### The exercise
Filter the lines below, keeping every line that contains the word "oven". Case counts, so a match must have the same capitalization.

::: Given data

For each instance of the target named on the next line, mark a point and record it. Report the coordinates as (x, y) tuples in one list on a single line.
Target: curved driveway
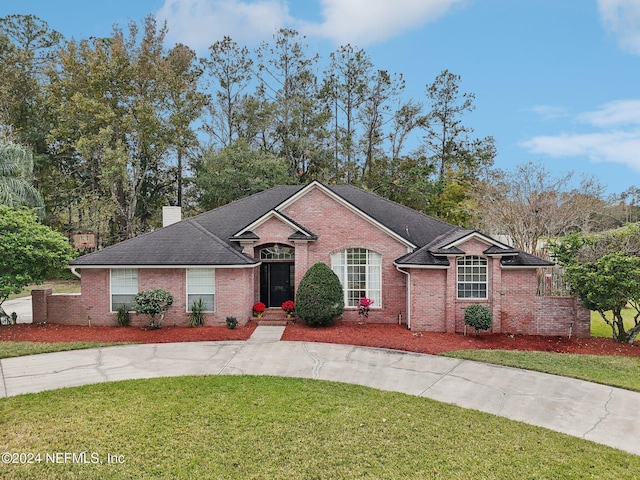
[(606, 415)]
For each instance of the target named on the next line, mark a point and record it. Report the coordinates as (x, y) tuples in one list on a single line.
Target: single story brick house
[(419, 271)]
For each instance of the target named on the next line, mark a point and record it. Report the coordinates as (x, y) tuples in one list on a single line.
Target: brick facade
[(428, 295), (511, 295)]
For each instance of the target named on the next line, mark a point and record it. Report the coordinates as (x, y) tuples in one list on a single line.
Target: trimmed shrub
[(319, 299), (153, 302), (478, 317)]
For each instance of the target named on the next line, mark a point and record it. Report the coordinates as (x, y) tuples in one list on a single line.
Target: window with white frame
[(124, 287), (360, 272), (201, 285), (472, 277)]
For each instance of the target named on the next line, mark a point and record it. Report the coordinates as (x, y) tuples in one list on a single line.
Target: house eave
[(421, 266), (164, 266), (274, 213), (524, 267)]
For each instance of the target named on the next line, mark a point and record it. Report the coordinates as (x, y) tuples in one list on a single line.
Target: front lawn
[(280, 428)]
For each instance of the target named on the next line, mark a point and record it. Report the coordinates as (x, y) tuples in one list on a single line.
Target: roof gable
[(300, 232), (363, 213), (215, 237)]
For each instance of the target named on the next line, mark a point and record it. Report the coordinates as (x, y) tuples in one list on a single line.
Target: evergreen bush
[(478, 317), (320, 298), (155, 301)]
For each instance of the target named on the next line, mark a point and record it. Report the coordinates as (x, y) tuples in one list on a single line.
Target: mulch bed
[(370, 335)]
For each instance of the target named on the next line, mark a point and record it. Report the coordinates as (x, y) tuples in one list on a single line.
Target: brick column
[(39, 299), (450, 296), (496, 294)]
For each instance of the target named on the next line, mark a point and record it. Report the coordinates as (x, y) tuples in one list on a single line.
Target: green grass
[(600, 329), (613, 370), (19, 349), (246, 427)]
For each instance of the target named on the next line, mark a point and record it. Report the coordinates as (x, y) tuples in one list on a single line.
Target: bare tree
[(529, 204)]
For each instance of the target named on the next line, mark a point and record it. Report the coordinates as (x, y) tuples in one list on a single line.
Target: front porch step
[(273, 317)]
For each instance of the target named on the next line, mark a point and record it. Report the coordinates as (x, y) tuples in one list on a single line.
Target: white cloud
[(199, 23), (620, 112), (622, 17), (617, 139), (362, 22), (549, 112)]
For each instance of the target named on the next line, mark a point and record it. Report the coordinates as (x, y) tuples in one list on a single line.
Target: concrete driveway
[(594, 412)]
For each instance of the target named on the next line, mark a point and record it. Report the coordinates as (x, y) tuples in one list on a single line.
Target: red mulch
[(370, 335)]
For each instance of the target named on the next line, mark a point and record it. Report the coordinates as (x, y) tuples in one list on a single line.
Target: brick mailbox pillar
[(39, 299)]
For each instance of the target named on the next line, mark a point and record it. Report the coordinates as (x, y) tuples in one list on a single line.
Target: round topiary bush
[(319, 299), (478, 316), (155, 301)]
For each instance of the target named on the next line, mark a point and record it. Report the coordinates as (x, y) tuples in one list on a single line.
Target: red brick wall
[(92, 307), (511, 296), (428, 299), (339, 228), (434, 303)]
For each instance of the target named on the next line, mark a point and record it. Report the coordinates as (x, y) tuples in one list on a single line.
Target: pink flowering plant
[(259, 309), (364, 304), (288, 306)]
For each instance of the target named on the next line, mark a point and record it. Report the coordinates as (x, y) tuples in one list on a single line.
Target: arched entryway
[(277, 274)]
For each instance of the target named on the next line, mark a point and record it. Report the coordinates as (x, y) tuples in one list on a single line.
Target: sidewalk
[(595, 412)]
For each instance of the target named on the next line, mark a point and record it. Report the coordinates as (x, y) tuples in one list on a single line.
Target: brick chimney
[(171, 214)]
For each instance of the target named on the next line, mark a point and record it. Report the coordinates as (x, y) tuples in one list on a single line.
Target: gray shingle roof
[(206, 239)]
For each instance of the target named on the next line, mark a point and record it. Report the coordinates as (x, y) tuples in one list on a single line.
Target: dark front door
[(276, 283)]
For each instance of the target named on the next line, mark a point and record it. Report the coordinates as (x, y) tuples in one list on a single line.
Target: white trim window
[(124, 287), (472, 277), (360, 272), (201, 285)]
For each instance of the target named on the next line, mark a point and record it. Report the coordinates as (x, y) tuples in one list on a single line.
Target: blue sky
[(556, 81)]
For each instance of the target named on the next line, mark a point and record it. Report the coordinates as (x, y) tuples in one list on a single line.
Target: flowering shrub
[(288, 306), (259, 308), (363, 306)]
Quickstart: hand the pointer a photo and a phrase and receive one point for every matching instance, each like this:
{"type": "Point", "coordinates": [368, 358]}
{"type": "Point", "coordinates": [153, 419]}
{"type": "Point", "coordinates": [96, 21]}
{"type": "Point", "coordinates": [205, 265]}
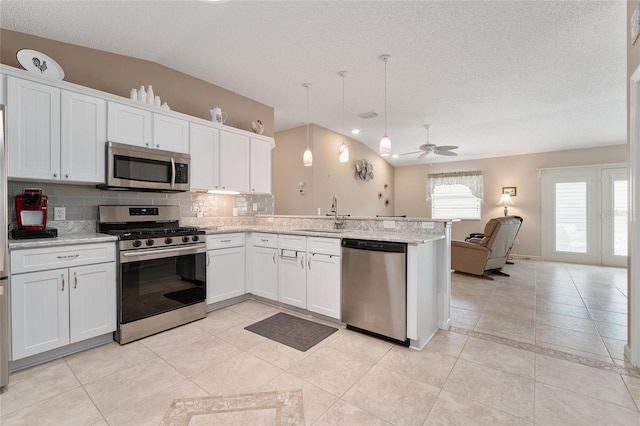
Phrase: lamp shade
{"type": "Point", "coordinates": [505, 200]}
{"type": "Point", "coordinates": [385, 146]}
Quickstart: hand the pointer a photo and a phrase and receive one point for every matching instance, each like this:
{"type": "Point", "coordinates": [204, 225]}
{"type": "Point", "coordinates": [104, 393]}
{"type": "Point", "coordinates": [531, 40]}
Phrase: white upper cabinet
{"type": "Point", "coordinates": [260, 171]}
{"type": "Point", "coordinates": [170, 133]}
{"type": "Point", "coordinates": [33, 123]}
{"type": "Point", "coordinates": [204, 146]}
{"type": "Point", "coordinates": [83, 137]}
{"type": "Point", "coordinates": [55, 134]}
{"type": "Point", "coordinates": [234, 161]}
{"type": "Point", "coordinates": [130, 125]}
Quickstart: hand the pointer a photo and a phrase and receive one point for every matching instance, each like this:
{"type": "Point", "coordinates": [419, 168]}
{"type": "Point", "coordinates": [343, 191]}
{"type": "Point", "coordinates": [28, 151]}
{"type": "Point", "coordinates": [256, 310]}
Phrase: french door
{"type": "Point", "coordinates": [585, 215]}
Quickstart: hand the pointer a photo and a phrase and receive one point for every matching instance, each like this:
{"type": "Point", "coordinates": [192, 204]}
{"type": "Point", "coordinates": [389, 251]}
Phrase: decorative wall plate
{"type": "Point", "coordinates": [37, 62]}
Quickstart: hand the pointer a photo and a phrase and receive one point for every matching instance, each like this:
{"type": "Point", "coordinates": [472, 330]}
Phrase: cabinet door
{"type": "Point", "coordinates": [260, 170]}
{"type": "Point", "coordinates": [83, 130]}
{"type": "Point", "coordinates": [323, 284]}
{"type": "Point", "coordinates": [170, 133]}
{"type": "Point", "coordinates": [264, 278]}
{"type": "Point", "coordinates": [234, 161]}
{"type": "Point", "coordinates": [225, 274]}
{"type": "Point", "coordinates": [128, 125]}
{"type": "Point", "coordinates": [92, 292]}
{"type": "Point", "coordinates": [39, 312]}
{"type": "Point", "coordinates": [33, 126]}
{"type": "Point", "coordinates": [204, 146]}
{"type": "Point", "coordinates": [292, 278]}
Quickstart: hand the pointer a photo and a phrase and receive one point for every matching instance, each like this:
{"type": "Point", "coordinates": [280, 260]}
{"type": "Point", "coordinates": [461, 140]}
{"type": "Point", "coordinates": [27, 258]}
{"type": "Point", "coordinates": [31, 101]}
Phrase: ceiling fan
{"type": "Point", "coordinates": [428, 148]}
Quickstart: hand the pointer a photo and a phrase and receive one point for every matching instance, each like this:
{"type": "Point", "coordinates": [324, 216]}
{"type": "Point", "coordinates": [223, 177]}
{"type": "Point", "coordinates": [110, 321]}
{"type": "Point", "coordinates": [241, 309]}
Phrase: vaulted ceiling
{"type": "Point", "coordinates": [492, 77]}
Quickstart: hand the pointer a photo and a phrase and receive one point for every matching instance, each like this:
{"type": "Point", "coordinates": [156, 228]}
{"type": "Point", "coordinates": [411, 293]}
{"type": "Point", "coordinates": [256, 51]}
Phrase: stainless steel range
{"type": "Point", "coordinates": [161, 284]}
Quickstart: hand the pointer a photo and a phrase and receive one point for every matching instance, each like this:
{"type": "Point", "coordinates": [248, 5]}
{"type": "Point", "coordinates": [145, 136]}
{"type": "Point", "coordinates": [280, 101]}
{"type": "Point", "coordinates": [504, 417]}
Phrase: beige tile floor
{"type": "Point", "coordinates": [543, 347]}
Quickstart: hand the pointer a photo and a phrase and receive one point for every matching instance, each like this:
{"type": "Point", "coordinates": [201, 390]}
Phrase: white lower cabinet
{"type": "Point", "coordinates": [264, 265]}
{"type": "Point", "coordinates": [292, 270]}
{"type": "Point", "coordinates": [324, 270]}
{"type": "Point", "coordinates": [51, 308]}
{"type": "Point", "coordinates": [225, 266]}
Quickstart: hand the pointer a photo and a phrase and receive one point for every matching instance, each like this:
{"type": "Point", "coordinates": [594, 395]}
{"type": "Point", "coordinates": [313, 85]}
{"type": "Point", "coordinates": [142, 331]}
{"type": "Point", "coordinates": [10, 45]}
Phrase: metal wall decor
{"type": "Point", "coordinates": [364, 170]}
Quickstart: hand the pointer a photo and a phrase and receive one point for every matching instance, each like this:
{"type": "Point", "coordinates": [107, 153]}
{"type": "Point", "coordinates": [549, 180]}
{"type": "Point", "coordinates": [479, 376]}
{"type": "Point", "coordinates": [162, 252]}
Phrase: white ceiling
{"type": "Point", "coordinates": [493, 77]}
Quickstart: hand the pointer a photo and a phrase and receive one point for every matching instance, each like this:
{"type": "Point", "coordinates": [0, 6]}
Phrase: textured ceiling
{"type": "Point", "coordinates": [495, 78]}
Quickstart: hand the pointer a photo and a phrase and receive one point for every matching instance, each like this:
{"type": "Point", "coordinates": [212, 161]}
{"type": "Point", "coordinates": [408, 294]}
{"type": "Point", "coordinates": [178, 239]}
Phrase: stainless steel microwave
{"type": "Point", "coordinates": [138, 168]}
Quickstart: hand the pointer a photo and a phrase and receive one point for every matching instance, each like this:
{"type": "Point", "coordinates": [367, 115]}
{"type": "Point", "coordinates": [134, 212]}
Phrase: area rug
{"type": "Point", "coordinates": [278, 408]}
{"type": "Point", "coordinates": [294, 332]}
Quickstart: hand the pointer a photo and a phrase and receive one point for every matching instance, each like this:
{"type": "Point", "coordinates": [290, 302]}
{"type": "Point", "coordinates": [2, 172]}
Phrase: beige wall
{"type": "Point", "coordinates": [117, 74]}
{"type": "Point", "coordinates": [520, 171]}
{"type": "Point", "coordinates": [328, 177]}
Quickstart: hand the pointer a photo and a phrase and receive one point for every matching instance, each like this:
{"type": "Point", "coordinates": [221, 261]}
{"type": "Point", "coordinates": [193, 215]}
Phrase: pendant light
{"type": "Point", "coordinates": [385, 142]}
{"type": "Point", "coordinates": [307, 157]}
{"type": "Point", "coordinates": [343, 152]}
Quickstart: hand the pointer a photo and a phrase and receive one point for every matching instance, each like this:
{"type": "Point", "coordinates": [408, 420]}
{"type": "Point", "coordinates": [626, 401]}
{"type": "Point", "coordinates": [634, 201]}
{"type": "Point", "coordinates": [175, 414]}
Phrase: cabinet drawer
{"type": "Point", "coordinates": [323, 245]}
{"type": "Point", "coordinates": [265, 240]}
{"type": "Point", "coordinates": [292, 242]}
{"type": "Point", "coordinates": [40, 259]}
{"type": "Point", "coordinates": [225, 240]}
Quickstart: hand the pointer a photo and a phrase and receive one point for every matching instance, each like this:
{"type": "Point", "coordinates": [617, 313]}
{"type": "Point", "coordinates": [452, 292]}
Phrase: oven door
{"type": "Point", "coordinates": [155, 281]}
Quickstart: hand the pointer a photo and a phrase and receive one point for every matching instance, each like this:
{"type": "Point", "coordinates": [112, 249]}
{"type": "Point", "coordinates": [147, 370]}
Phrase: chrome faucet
{"type": "Point", "coordinates": [338, 223]}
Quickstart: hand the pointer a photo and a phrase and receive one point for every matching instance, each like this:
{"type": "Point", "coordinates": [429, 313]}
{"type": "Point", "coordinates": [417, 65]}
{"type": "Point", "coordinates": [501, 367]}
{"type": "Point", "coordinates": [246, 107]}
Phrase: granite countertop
{"type": "Point", "coordinates": [62, 240]}
{"type": "Point", "coordinates": [409, 238]}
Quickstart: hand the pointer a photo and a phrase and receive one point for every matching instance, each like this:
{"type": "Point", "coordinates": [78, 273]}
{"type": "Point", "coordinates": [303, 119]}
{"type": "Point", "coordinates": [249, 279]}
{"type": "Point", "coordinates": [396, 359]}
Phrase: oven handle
{"type": "Point", "coordinates": [161, 253]}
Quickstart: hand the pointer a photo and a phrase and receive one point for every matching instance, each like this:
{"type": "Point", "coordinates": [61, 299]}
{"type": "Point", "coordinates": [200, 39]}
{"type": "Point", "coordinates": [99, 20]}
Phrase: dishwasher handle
{"type": "Point", "coordinates": [384, 246]}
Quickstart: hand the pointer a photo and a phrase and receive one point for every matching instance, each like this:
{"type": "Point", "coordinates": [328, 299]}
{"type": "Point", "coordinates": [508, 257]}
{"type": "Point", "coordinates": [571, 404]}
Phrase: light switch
{"type": "Point", "coordinates": [59, 213]}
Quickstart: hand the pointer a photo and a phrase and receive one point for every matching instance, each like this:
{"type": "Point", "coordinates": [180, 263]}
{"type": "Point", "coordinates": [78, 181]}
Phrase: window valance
{"type": "Point", "coordinates": [472, 180]}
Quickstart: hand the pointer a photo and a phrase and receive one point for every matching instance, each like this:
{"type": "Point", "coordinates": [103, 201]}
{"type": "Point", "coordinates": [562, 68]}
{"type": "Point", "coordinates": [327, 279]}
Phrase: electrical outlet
{"type": "Point", "coordinates": [59, 213]}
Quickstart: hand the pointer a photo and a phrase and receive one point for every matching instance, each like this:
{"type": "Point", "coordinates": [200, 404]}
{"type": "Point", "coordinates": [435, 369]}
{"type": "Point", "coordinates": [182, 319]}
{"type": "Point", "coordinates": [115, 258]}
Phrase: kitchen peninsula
{"type": "Point", "coordinates": [427, 257]}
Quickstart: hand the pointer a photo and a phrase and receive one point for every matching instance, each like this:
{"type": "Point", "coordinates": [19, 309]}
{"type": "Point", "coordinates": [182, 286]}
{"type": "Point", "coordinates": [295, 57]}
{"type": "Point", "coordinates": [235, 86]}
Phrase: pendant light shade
{"type": "Point", "coordinates": [385, 142]}
{"type": "Point", "coordinates": [343, 152]}
{"type": "Point", "coordinates": [307, 157]}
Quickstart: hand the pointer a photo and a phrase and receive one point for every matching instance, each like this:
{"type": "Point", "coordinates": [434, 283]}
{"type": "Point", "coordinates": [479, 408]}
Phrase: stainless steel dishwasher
{"type": "Point", "coordinates": [374, 288]}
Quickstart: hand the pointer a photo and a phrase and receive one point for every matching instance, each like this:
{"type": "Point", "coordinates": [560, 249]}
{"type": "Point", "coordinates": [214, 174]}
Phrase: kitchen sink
{"type": "Point", "coordinates": [328, 231]}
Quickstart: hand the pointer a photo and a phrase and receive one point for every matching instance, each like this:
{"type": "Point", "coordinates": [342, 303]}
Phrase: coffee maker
{"type": "Point", "coordinates": [31, 214]}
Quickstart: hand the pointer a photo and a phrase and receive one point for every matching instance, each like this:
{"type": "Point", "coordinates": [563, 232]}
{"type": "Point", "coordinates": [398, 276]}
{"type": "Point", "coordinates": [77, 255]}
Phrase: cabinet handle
{"type": "Point", "coordinates": [68, 257]}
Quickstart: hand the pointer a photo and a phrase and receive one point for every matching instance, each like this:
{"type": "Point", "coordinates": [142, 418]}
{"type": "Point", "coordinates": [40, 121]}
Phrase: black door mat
{"type": "Point", "coordinates": [292, 331]}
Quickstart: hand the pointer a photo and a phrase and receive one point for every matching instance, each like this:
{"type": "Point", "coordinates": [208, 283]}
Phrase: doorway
{"type": "Point", "coordinates": [585, 212]}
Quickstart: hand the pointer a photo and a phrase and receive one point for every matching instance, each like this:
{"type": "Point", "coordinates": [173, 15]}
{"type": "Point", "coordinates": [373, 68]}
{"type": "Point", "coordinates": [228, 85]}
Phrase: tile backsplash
{"type": "Point", "coordinates": [81, 202]}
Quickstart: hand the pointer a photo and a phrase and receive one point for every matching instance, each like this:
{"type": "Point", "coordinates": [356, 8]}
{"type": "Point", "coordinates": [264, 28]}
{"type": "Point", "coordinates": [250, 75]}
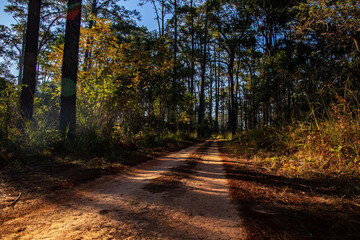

::::::

### Reply
Phrase: oven door
Phrase: oven handle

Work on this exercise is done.